# Quoted passage:
1 Introduction

In today’s academic practice, at the end of most of the study programs worldwide students submit a thesis, which often disappears into a non-public university archive or desk drawer, never to be seen again. Many of these works are being carried out with great thoroughness and produce results of high practical and scientific value for other students, researchers, and practitioners. Looking back into the past, there are many examples of ideas from student theses that changed the world, such as Carl Friedrich Gauss’ research in 1799 on “A new proof of the theorem that every integral rational algebraic function of one variable can be resolved...“, Alan Turing’s work in 1938 on “On Computable Numbers, With An Application to the Entscheidungsproblem”, or recently in 2001 Rebecca Mercuri with her work on “Electronic Vote Tabulation: Checks and Balances”.

Following in the footsteps of these geniuses, in 2021 alone over 500,000 students in Germany have received university-level degrees, according to the Federal Statistical Office (Federal Statistical Office 2022), each of which was completed with some form of written thesis (e.g., a bachelor’s or master’s thesis). However, the magnitude and potential of this source of knowledge is currently scarcely used. The main problem lies in the fact that most theses are often not revised into papers. After submitting their thesis, students often go straight into professional life and simply do not have the necessary time, motivation, or know-how to attend the typical scientific publication process of conferences or journals. This includes, among other things, shortening the thesis to a few pages, revising the text several times, and translating it into English, if necessary. This work can also only very rarely be taken on by the examiners of the thesis or colleagues at the university, as the effort would exceed the available resources. Consequently, student theses are not submitted to appropriate outlets and thus often not published.

In order to pave the way towards a more open knowledge culture that thrives on all potential sources, we must boldly rethink what constitutes valuable scientific knowledge and the way it is shared through technical information infrastructures. Facilitating discovery, usage, and extension of all knowledge, the open knowledge ideally allows anyone for whatever purpose to freely access, use, modify, and share it, limited only by measures that preserve provenance and openness (Open Knowledge Foundation 2015b). In this sense, it is not enough to offer free access to raw data or information in order to promote openness. Open knowledge is what open data becomes when it is useful, usable, and used, which means that it is accessible, understandable, meaningful, and able to solve real problems. Hence, knowledge needs to be useful (Open Knowledge Foundation 2015a).

# Things to do:
1/ Per the introduction, how many students in Germany received university-level degrees in 2021?
2/ Reproduce the part of the introduction that begins with the words containing "In order to pave" and ends with "Knowledge Foundation 2015a).".

# Data extract:
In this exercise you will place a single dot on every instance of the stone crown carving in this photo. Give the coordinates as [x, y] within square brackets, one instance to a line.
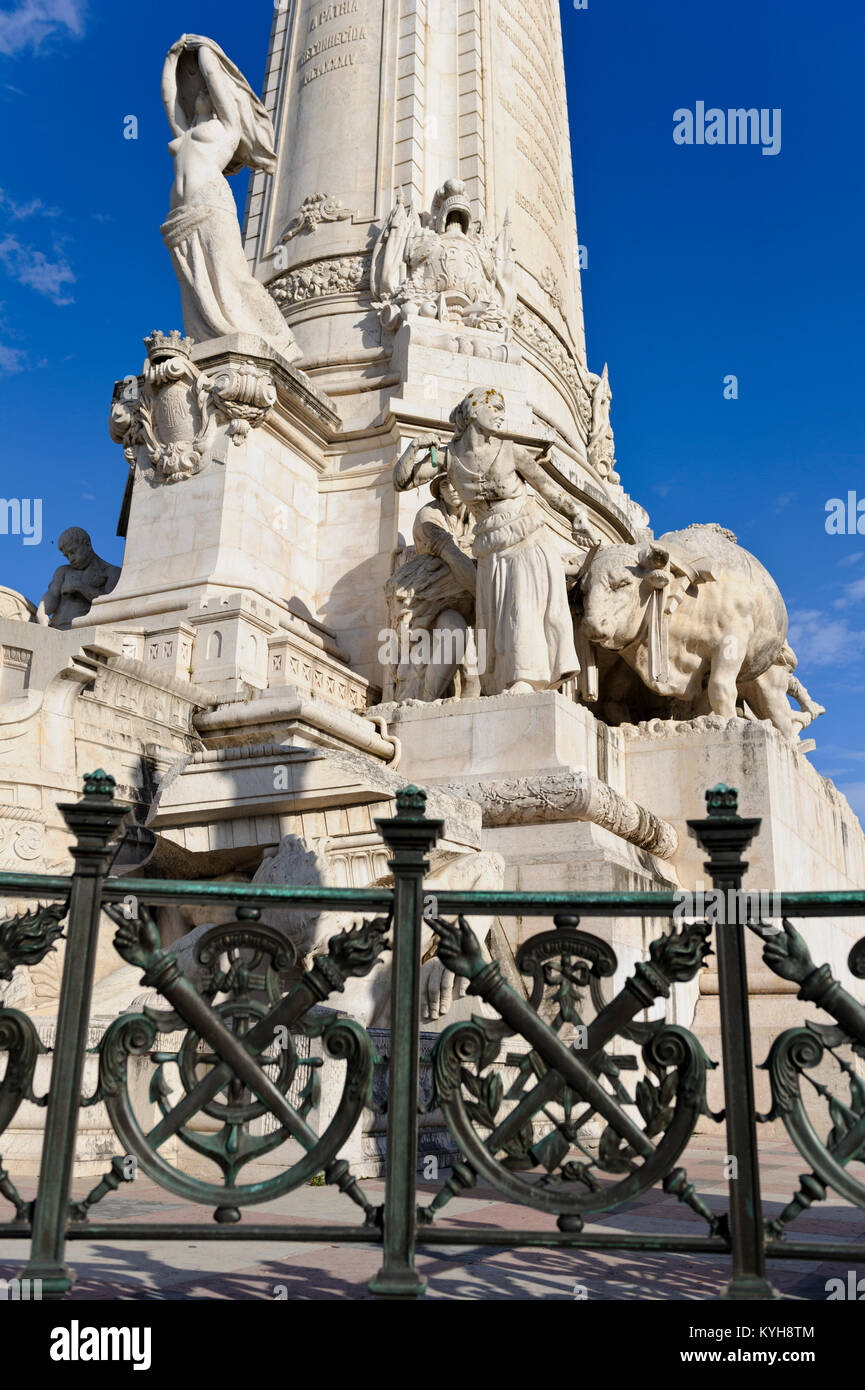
[444, 264]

# Responses by task:
1/ Over 500,000

2/
In order to pave the way towards a more open knowledge culture that thrives on all potential sources, we must boldly rethink what constitutes valuable scientific knowledge and the way it is shared through technical information infrastructures. Facilitating discovery, usage, and extension of all knowledge, the open knowledge ideally allows anyone for whatever purpose to freely access, use, modify, and share it, limited only by measures that preserve provenance and openness (Open Knowledge Foundation 2015b). In this sense, it is not enough to offer free access to raw data or information in order to promote openness. Open knowledge is what open data becomes when it is useful, usable, and used, which means that it is accessible, understandable, meaningful, and able to solve real problems. Hence, knowledge needs to be useful (Open Knowledge Foundation 2015a).